- Selection -
Frivolity: Fave Reads '99

From the "Who asked You?" Department, it's

Larry's Top 10 Fave Reads for 1999

All Men Are Mortal, Simone de Beauvoir (translated by Leonard M. Friedman)
Before I read this book, I believed that my life was basically meaningless--no matter what I did, I'd lose everything when I died. This book pointed out the fundamental fallacy, the short-sightedness of my belief. This book demonstrated that life would be meaningless even if one could live forever. It's the story of someone who does just that. In his quest for meaning, he turns to politics, to love, to art, to accomplishment, to philosophy, to wisdom. Nothing helps. In spite of this, it's a fun read.
The Jain's Death, Patrick Farley
Patrick Farley's Electric Sheep is probably my favorite web comic, and The Jain's Death is probaby my favorite e-sheep story from 1999. A Jain nun goes up against some tough foes. Then things get really weird, reminding me of... have you read any of Moebius' stories where he tries to get all mystical? And you sort of have to tune out the story, but the pictures are still pretty? This story gets like that.
Black Rain, Masuji Ibuse (translated by John Bester)

- Problem -
Name each work that appears as an entry in the reading list, together with the author credited for it. The listing has no connection to the reading list.

- Dataset excerpt -
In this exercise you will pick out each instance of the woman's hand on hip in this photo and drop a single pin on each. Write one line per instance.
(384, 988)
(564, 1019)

- Finished task -
All Men Are Mortal, Simone de Beauvoir
The Jain's Death, Patrick Farley
Black Rain, Masuji Ibuse